Après de nombreux recours et à travers des correspondances envoyées tous azimuts à la tutelle de l’Anem et à la wilaya déléguée, ces demandeurs d’emploi affichent un immense désespoir et ont décidé d’organiser des sit-in qui ont vite mué en grève de la faim.
«Des moyens pacifiques contre une administration qui nous méprise», disent-ils et dont ils décrient «l’indifférence et l’humiliation» et qu’ils voudraient combattre tantôt par des sit-in continus, tantôt par une grève de la faim signifiant «un non-retour face aux fausses promesses».
Retour à la rue
Leur détresse accrue est encore plus forte, mais ils ne fléchissent pas, même lorsqu’un des leurs s’est soudain évanoui après la détérioration de son état de santé, ce qui a nécessité son transfert à l’hôpital par des agents de la Protection civile, qui l’a sauvé in extremis.
Reprenant les mêmes méthodes de protestation qu’avant, exigeant des réponses mais aussi «la punition des responsables et quiconque faisant fi des lois et perpétuant des méthodes de travail ne respectant pas la priorité accordée par les gouvernements successifs aux enfants de la région», ces jeunes répètent à l’infini que les mêmes procédés les disqualifient, enfreignant les lois et instructions en l’absence d’un contrôle rigoureux des instances concernées.
C’est d’ailleurs dans le même état d’esprit que les sièges d’institutions et entreprises publiques sont régulièrement bloqués par des manifestants recourant souvent aux tentatives de suicide spectaculaire pour se faire entendre.
En désespoir de cause et en l’absence d’alternatives, les jours prochains verront sûrement une recrudescence des protestations, promettent les jeunes et leurs représentants qui s’ingénient à trouver des moyens pour s’organiser.
Des noms d’associations et organisations nouvellement agréées circulent et rencontrent l’adhésion de jeunes qui ne voient pas le bout du tunnel, mais qui veulent se faire entendre avec des cohortes sans cesse renouvelées de demandeurs ayant tous le même espoir, le même vœu : celui d’accéder à un poste dans le secteur pétrolier et nullement ailleurs, un droit, un rêve…
Engagements
Les promesses et engagements du wali de Ouargla, Aboubakr Seddik Bousetta en janvier dernier en présence des représentants de DRH du groupe Sonatrach et de la commission de wilaya en charge de l’emploi, «de veiller personnellement à l’application de la circulaire interministérielle prévoyant l’organisation de tests d’embauche exclusivement au sein des centres de formation professionnelle en présence des membres de la commission en charge de l’emploi avec la délivrance du rapport de fin d’examen signé par tous ses membres du comité, avec pour condition que les résultats soient annoncés dans des délais très proches» ne changent pas grand-chose à la donne, du point de vue des protestataires.
L’annonce des concours, de leurs dates, ainsi que les résultats se fait certes dans la transparence sur la page officielle de l’Agence nationale pour l’emploi, ainsi que celle de la wilaya de Ouargla afin de donner la priorité aux jeunes de la région, mais les dépassements persistent et avec eux la colère des jeunes, dont Madjid qui ne veut plus être journaliste, mais simple agent d’administration à Sonatrach.

※ ※ ※

-- CONSIGNE --
D'après le texte sur les demandeurs d'emploi de Ouargla, dans quel secteur ces jeunes veulent-ils décrocher un poste ? Les entrées ci-dessous forment un matériau à part, distinct du texte.

Entrées de la collection
※ ※ ※

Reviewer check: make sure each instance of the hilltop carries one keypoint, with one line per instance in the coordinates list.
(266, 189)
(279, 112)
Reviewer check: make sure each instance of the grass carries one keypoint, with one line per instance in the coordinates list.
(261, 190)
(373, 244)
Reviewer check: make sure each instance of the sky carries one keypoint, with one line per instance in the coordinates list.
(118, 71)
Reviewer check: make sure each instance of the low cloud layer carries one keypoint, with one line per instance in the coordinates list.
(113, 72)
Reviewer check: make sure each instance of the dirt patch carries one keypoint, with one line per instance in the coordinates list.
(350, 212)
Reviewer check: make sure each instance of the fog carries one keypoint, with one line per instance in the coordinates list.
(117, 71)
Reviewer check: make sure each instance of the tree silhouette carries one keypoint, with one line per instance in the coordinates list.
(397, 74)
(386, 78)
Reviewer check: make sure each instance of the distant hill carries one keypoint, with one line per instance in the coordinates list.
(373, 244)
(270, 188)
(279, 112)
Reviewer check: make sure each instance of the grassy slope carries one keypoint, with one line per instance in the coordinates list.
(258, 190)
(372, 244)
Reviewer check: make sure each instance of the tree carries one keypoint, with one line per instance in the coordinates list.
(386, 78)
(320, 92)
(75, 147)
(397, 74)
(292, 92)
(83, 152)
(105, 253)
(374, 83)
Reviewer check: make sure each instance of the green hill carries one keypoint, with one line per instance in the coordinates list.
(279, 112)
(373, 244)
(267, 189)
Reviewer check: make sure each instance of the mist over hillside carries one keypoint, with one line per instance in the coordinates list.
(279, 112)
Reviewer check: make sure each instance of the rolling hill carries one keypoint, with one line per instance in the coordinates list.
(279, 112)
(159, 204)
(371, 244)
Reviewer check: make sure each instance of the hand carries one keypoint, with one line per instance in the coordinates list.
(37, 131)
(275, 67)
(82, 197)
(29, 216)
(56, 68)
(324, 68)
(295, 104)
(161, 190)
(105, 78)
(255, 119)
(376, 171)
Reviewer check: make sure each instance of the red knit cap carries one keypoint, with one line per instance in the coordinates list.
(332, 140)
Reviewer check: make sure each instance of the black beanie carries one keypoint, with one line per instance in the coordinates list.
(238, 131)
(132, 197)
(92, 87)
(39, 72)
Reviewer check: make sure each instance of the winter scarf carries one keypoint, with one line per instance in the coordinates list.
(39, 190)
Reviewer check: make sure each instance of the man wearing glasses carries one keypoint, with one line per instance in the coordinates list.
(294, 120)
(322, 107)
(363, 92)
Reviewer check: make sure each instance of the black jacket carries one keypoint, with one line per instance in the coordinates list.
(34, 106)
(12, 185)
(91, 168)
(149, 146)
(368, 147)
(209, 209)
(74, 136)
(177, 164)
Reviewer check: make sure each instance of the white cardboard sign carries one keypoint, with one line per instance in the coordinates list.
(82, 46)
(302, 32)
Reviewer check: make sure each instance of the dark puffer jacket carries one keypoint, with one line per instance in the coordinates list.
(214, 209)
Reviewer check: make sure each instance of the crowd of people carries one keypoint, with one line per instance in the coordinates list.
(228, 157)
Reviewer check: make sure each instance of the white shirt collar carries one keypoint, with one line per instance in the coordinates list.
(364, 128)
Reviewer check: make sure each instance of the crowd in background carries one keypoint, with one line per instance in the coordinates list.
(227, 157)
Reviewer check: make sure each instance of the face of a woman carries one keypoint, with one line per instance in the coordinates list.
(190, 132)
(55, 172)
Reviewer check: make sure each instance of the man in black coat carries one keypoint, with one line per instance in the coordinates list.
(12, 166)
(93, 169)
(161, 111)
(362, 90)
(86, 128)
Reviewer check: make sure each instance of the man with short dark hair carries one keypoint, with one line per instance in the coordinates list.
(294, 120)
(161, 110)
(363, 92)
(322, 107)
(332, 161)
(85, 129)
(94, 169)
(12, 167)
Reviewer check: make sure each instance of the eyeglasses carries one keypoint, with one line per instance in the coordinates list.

※ ※ ※

-- CORRIGÉ --
Dans le secteur pétrolier, et nulle part ailleurs.